Task objective: Restate all the data exactly, so that each line is the same as before.

Stored data entries:
☆ ☆ ☆
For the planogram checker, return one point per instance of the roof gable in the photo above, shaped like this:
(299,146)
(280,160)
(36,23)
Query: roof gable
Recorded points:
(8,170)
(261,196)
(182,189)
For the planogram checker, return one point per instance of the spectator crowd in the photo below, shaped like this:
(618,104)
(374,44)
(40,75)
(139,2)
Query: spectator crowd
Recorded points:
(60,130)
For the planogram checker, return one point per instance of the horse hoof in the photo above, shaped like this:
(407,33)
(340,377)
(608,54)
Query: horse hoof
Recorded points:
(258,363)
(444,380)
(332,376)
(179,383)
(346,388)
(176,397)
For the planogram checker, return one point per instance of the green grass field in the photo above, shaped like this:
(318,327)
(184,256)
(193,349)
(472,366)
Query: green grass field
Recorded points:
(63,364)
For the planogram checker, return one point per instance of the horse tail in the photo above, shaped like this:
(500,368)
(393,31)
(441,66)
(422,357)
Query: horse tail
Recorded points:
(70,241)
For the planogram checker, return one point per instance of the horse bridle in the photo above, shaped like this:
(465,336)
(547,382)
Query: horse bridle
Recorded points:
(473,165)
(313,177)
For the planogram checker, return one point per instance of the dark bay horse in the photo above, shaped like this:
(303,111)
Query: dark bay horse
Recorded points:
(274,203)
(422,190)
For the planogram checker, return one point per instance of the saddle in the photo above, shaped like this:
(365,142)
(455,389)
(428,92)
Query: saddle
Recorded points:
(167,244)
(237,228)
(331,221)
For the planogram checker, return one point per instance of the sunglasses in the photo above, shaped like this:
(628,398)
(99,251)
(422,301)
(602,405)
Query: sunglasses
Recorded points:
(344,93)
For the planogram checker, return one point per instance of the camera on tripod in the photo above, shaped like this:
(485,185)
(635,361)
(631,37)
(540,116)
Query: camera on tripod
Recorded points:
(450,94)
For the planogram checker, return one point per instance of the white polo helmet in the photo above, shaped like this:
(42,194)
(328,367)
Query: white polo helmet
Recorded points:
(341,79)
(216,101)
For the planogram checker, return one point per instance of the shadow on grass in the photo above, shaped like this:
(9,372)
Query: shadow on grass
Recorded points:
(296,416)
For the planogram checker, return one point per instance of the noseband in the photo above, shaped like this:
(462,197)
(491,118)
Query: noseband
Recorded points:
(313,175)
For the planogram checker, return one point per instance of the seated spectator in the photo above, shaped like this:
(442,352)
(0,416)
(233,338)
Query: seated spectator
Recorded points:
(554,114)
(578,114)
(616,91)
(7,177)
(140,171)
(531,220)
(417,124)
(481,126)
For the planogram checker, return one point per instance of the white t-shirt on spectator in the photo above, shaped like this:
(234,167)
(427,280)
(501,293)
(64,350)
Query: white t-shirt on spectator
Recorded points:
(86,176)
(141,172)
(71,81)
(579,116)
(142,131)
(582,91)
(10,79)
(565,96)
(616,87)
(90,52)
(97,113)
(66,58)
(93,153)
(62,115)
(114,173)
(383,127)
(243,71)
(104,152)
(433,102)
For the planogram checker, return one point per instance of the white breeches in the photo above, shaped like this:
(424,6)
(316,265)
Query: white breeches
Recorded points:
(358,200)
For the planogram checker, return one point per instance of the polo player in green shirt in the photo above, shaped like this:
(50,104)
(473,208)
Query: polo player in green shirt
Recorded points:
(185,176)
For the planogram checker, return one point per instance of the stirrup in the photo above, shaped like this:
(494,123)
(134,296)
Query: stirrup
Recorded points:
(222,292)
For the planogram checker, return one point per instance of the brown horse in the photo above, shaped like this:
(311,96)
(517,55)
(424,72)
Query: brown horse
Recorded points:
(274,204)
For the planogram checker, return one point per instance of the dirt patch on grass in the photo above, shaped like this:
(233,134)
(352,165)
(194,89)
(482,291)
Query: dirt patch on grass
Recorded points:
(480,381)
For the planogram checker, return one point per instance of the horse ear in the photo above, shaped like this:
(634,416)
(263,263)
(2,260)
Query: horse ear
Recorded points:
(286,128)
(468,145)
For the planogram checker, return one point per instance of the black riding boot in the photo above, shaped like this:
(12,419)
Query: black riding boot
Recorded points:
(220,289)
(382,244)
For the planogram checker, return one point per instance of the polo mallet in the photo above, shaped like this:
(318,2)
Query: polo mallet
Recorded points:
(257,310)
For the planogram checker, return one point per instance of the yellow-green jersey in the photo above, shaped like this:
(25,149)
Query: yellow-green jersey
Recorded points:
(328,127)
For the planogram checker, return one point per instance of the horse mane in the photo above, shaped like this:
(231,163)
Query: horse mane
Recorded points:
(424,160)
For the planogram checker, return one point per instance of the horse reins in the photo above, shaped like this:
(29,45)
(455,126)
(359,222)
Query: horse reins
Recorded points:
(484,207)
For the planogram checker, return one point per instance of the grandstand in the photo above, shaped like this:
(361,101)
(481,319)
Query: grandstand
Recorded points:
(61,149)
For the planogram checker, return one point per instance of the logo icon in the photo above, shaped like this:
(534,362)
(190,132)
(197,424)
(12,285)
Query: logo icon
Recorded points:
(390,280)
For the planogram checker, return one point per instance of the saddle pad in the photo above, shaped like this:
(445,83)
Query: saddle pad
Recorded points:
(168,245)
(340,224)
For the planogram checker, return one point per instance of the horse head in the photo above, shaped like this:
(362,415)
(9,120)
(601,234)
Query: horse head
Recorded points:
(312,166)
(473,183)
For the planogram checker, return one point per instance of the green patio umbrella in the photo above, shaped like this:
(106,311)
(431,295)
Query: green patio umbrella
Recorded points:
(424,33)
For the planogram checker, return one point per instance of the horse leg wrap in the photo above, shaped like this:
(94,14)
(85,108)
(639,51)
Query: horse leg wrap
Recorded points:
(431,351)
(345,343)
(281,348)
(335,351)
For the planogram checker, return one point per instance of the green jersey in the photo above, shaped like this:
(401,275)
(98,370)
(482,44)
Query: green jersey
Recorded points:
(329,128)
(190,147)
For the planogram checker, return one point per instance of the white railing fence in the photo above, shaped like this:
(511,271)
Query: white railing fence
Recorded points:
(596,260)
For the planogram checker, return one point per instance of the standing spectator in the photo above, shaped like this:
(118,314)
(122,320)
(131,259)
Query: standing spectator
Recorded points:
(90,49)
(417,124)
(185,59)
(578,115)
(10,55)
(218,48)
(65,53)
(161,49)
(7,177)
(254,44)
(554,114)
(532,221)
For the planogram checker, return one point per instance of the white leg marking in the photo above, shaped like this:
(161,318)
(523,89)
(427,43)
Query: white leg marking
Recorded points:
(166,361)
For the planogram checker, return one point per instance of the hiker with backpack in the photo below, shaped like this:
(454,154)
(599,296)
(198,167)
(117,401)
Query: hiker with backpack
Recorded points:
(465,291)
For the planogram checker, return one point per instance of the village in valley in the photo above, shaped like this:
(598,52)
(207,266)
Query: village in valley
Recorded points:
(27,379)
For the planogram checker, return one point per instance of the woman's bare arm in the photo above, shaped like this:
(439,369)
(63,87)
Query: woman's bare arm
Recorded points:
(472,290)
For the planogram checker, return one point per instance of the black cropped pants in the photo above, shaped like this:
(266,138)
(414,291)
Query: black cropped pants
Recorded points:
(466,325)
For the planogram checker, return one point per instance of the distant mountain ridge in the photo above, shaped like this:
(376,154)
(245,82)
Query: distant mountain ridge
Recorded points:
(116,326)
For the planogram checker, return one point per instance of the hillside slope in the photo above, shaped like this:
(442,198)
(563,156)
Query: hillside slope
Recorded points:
☆ ☆ ☆
Answer section:
For the planogram checker, return one point per instance of the roof gable in the photo above, shaped like this:
(299,146)
(280,160)
(36,23)
Query: roof gable
Recorded points:
(8,170)
(261,196)
(182,189)
For the planogram checker, return one point per instance of the spectator crowd in the photo below, shaped like this:
(618,104)
(374,44)
(40,75)
(139,2)
Query: spectator crowd
Recorded points:
(60,130)
For the planogram checker, return one point per instance of the horse hoof in the photo above, shaped like this:
(407,33)
(340,377)
(608,54)
Query: horse hoof
Recorded points:
(258,363)
(444,380)
(332,376)
(179,383)
(346,388)
(176,397)
For the planogram checker, return one point per instance of the green grass field in the photo above, shaped like this:
(318,327)
(184,256)
(193,349)
(472,366)
Query: green grass field
Recorded points:
(63,364)
For the planogram checker, return one point per instance of the horse tail in the photo above, shaped like this:
(500,368)
(393,31)
(441,66)
(422,357)
Query: horse tail
Recorded points:
(70,241)
For the planogram checker, return one point per instance of the horse bridle in the photo above, shaped like this:
(465,336)
(547,382)
Query: horse bridle
Recorded points:
(473,165)
(313,177)
For the planogram checker, return one point per instance of the dark bay horse in the photo above, shaped like this:
(303,111)
Query: dark bay horse
Recorded points:
(274,203)
(422,190)
For the planogram checker, return one point per instance of the saddle in the photo above, shaped like this:
(365,142)
(455,389)
(428,92)
Query: saddle
Recorded points:
(167,244)
(237,228)
(331,221)
For the planogram checker, return one point per instance of the sunglasses in the photo above, shaped like this:
(628,398)
(99,251)
(422,301)
(602,405)
Query: sunglasses
Recorded points:
(344,93)
For the planogram checker, return one point per instance of the camera on tripod in the photo above, shaped like this:
(485,185)
(635,361)
(631,37)
(540,116)
Query: camera on tripod
Recorded points:
(450,94)
For the planogram checker, return one point per instance of the white polo helmet in the photo above, shaped like this:
(42,194)
(328,367)
Query: white polo helmet
Recorded points:
(341,79)
(216,101)
For the planogram checker, return one point per instance of the shadow on grass in the photo above, shaped like this:
(9,372)
Query: shadow on grass
Recorded points:
(296,416)
For the planogram checker, return one point per instance of the noseband in the photo above, shaped like this:
(462,197)
(491,118)
Query: noseband
Recorded points:
(313,175)
For the planogram checker, return one point per instance of the seated spectator in the photo above, shaped like this:
(442,352)
(0,416)
(233,338)
Query: seated spectator
Recorded points:
(554,114)
(578,114)
(616,91)
(7,177)
(140,171)
(531,220)
(417,124)
(481,126)
For the planogram checker, return one point per instance of the white t-shirt on spectator in the photo above, shaped like this:
(234,167)
(427,280)
(501,293)
(64,350)
Query: white t-shirt on spectator
Recorded points:
(86,176)
(141,172)
(71,81)
(579,116)
(142,131)
(582,91)
(10,79)
(565,96)
(616,87)
(90,52)
(97,113)
(66,58)
(93,153)
(62,115)
(114,173)
(383,127)
(243,71)
(104,152)
(433,102)
For the planogram checker, return one point per instance of the white breeches in the photo above, shaped like this:
(424,6)
(316,265)
Query: white breeches
Recorded points:
(358,200)
For the planogram checker, return one point per instance of the polo player in green shirt in the photo above, shaped like this:
(50,104)
(473,208)
Query: polo player in green shirt
Recorded points:
(185,176)
For the planogram checker, return one point per instance of the stirrup in the photo above, shaped like this:
(494,123)
(134,296)
Query: stirrup
Recorded points:
(222,292)
For the planogram checker, return one point per instance of the brown horse in the photo above, shaped like this:
(311,96)
(517,55)
(424,72)
Query: brown horse
Recorded points:
(274,204)
For the planogram checker, return one point per instance of the dirt patch on grass in the photo above, shaped like this:
(233,134)
(352,165)
(194,89)
(482,291)
Query: dirt patch on grass
Recorded points:
(480,381)
For the planogram checker, return one point per instance of the horse ear in the photo above, shaped like this:
(634,416)
(263,263)
(2,260)
Query: horse ear
Recorded points:
(286,128)
(468,145)
For the planogram checker, return one point per instance of the black riding boot in the photo above, shaped like this:
(12,419)
Query: black riding boot
Recorded points:
(220,289)
(382,244)
For the planogram checker, return one point per instance of the polo mallet in the photo above, shaped like this:
(318,2)
Query: polo mallet
Recorded points:
(257,310)
For the planogram checker, return one point per instance of the yellow-green jersey in the photo above, shaped like this:
(25,149)
Query: yellow-green jersey
Recorded points:
(328,127)
For the planogram checker, return one point per instance of the horse mane in the photo above, shaped like this:
(231,163)
Query: horse mane
Recorded points:
(424,160)
For the planogram checker, return one point per instance of the horse reins in the photo above, shaped like this:
(29,45)
(455,126)
(359,222)
Query: horse reins
Recorded points:
(484,207)
For the planogram checker, return one point per instance of the grandstand in the photo above, shaped like this:
(361,101)
(481,319)
Query: grandstand
Recorded points:
(61,149)
For the planogram checker, return one point per instance of the logo icon in the photo above, shaped like this:
(534,362)
(190,132)
(197,424)
(12,285)
Query: logo icon
Recorded points:
(390,280)
For the planogram checker, return one point per instance of the saddle pad in the photo above, shaped like this:
(445,83)
Query: saddle pad
Recorded points:
(168,245)
(340,224)
For the planogram checker, return one point per instance of the horse head in the photo above, shaped like this:
(362,415)
(9,120)
(601,234)
Query: horse head
Recorded points:
(312,166)
(473,183)
For the planogram checker, return one point per instance of the green patio umbrella in the photo above, shaped like this:
(106,311)
(431,295)
Query: green patio umbrella
Recorded points:
(424,33)
For the planogram checker, return one point per instance of the horse leg wrap in the photo above, shaped like this:
(94,14)
(85,108)
(639,51)
Query: horse leg wrap
Recorded points:
(431,351)
(345,343)
(281,348)
(335,351)
For the planogram checker, return one point per instance of the green jersey in the photo above, shaped like this:
(401,275)
(98,370)
(482,44)
Query: green jersey
Recorded points:
(329,128)
(190,147)
For the planogram checker, return one point per instance of the white railing fence in the photo above, shaped like this:
(511,271)
Query: white railing fence
Recorded points:
(596,260)
For the planogram checker, return one point per instance of the standing spectator in the photo above, shaped like this:
(118,314)
(122,320)
(131,259)
Query: standing spectator
Recorded points:
(90,49)
(417,124)
(185,59)
(578,115)
(10,55)
(218,48)
(65,53)
(161,49)
(7,177)
(254,44)
(554,114)
(532,221)
For the planogram checker, return one point per instance of the white leg marking in the photo above, shaped like this:
(161,318)
(523,89)
(427,43)
Query: white leg marking
Recorded points:
(166,361)
For the planogram checker, return one point per instance of the hiker with backpack in the photo below, shaped like this:
(454,154)
(599,296)
(198,167)
(117,401)
Query: hiker with backpack
Recorded points:
(465,291)
For the planogram checker, return one point per instance of the village in valley in the photo above, shaped like this:
(598,52)
(207,266)
Query: village in valley
Recorded points:
(27,379)
For the planogram checker, return one point per instance of the woman's bare arm in the photo above, shaped like this:
(439,369)
(63,87)
Query: woman's bare arm
Recorded points:
(472,290)
For the planogram checker, return one point per instance of the black cropped pants in the photo above, shaped like this:
(266,138)
(414,291)
Query: black cropped pants
Recorded points:
(466,325)
For the planogram checker, return one point per instance of the distant mountain ridge in the photo above, shaped like this:
(376,154)
(245,82)
Query: distant mountain ridge
Recorded points:
(116,326)
For the planogram checker, return one point per instance of the hillside slope in the photo above, shaped like this:
(442,198)
(563,156)
Query: hillside slope
Recorded points:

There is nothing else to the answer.